Background
When you’re running your own hardware you need to carefully consider disk redundancy. Apart from healthy current backups, disk redundancy is one of the most important things you’ll ever do when running a server setup.
This articles introduces some concepts around RAID, which is what people use for disk redundancy. It also has specific focus on the Broadcom LSI MegaRAID controllers that seems to be universal in data centres for owned / bare metal hardware. Finally the article moves on to help you actively monitor RAID. It doesn’t help you have RAID set up but in the data centre your disks are failing and you’re blissfully unaware. When RAID fails the busy administrator needs to be be acutely aware that they must go and change the disk. This will require a lot of insight into where is what and what is the status.
Why did we make this article? The reason is there are many concepts and finding good and pertinent information on Google is a mess. Not only does Broadcom have poor documentation, but other articles on the internet is totally overwhelming with technical jargon and lingo whereas the busy administrator just wants to skip to “getting it to work”.
RAID Levels
Let’s start with an important point here, namely a quick summary of RAID levels:
RAID Level | Number of Disks | Use | Comment |
---|---|---|---|
RAID 0 | 2 | Performance (striping) | No redundancy |
RAID 1 | 2 | Redundancy | Mirrored |
RAID 5 | 3 | Performance + Redundancy | Most common because of blend of benefits |
RAID 6 | 4 | Performance + Redundancy | Two disk can fail at the same time. Clearly more expensive. Most reliable if you really think two disk can fail at once. |
RAID 10 | 4 | Performance + Redundancy | Combo of RAID 0 and 1. One disk can fail. |
The most common RAID in our opinion is RAID 5, because it uses the least amount of disk but offers redundancy and performance benefits. Please comment if you have an opinion about this.

EXERCISE TASK A:
Find each line in the rows that contains the word "ceiling" and copy it.
These rows have no connection to the RAID article.

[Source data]
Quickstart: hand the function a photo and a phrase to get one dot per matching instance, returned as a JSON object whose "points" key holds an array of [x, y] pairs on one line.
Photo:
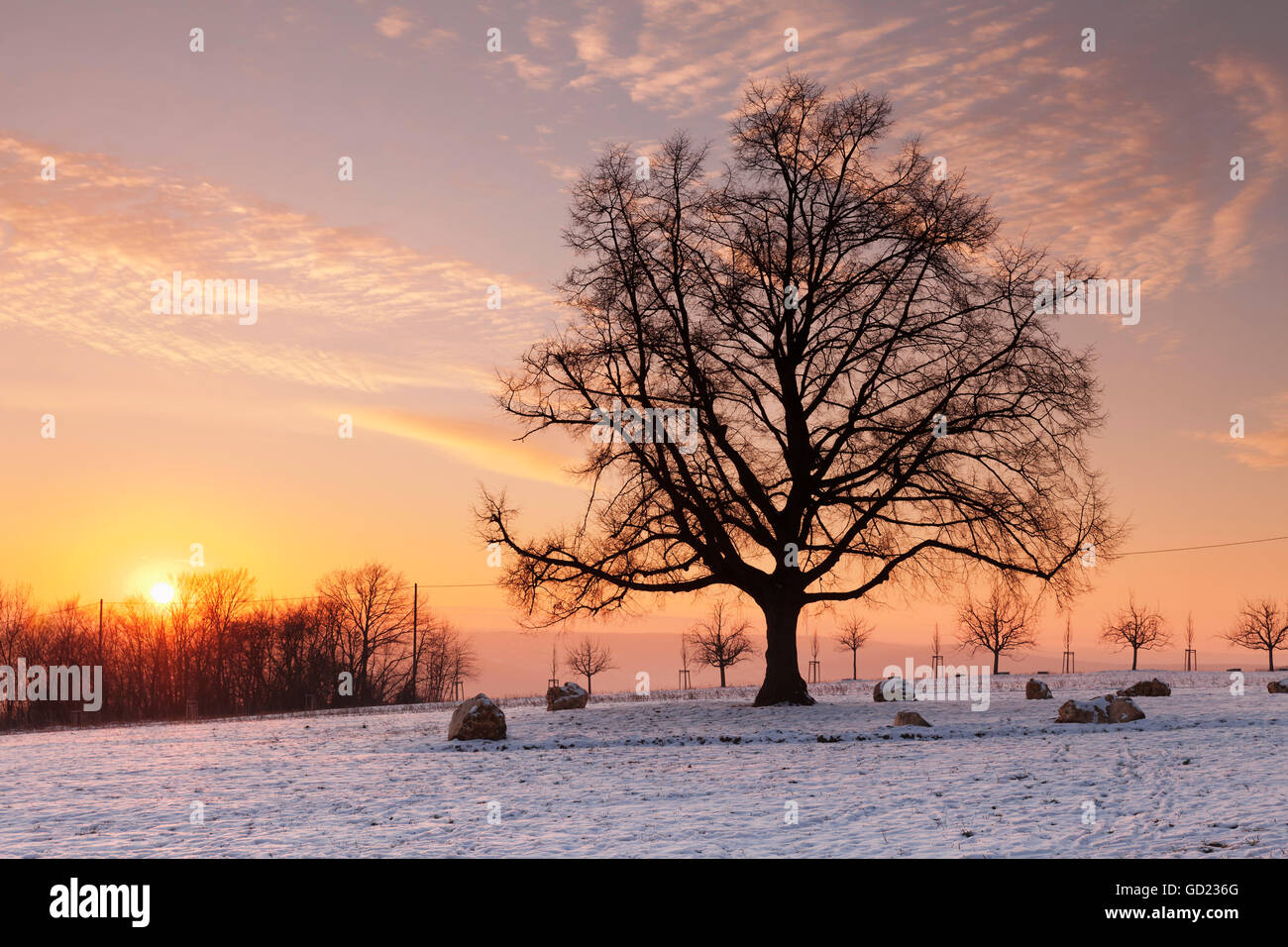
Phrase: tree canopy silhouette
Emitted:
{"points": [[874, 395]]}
...
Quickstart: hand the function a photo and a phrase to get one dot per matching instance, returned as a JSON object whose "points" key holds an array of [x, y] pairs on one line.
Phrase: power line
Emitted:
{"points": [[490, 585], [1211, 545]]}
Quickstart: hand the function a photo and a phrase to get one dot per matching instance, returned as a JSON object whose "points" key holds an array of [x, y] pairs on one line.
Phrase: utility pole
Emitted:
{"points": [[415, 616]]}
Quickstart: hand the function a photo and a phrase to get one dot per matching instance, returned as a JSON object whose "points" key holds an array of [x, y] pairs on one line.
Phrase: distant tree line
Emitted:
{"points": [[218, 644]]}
--
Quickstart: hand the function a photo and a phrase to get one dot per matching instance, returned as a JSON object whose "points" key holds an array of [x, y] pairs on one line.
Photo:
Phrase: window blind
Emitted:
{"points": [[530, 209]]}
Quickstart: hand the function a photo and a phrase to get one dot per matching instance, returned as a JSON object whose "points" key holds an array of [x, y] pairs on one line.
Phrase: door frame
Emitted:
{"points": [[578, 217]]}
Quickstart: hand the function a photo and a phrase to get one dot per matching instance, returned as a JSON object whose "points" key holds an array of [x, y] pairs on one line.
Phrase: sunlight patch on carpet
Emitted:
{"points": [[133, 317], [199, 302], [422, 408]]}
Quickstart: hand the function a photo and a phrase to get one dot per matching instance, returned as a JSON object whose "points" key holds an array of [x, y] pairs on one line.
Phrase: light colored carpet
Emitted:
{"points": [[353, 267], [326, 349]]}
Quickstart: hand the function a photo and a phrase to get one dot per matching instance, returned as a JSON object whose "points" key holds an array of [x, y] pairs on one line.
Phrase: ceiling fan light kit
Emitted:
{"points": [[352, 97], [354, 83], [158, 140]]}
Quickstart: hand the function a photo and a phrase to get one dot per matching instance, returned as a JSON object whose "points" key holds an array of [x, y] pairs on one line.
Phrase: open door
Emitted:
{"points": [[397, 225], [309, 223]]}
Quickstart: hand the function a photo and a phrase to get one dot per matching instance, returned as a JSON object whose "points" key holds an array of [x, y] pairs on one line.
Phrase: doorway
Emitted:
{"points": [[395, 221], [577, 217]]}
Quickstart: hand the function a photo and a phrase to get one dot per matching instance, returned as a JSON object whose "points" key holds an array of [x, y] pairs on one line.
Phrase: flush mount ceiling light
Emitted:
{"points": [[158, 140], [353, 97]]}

EXERCISE TASK B:
Name every RAID level in the table of the RAID article.

TASK ANSWER A:
Phrase: ceiling fan light kit
Phrase: flush mount ceiling light

TASK ANSWER B:
RAID 0, RAID 1, RAID 5, RAID 6, RAID 10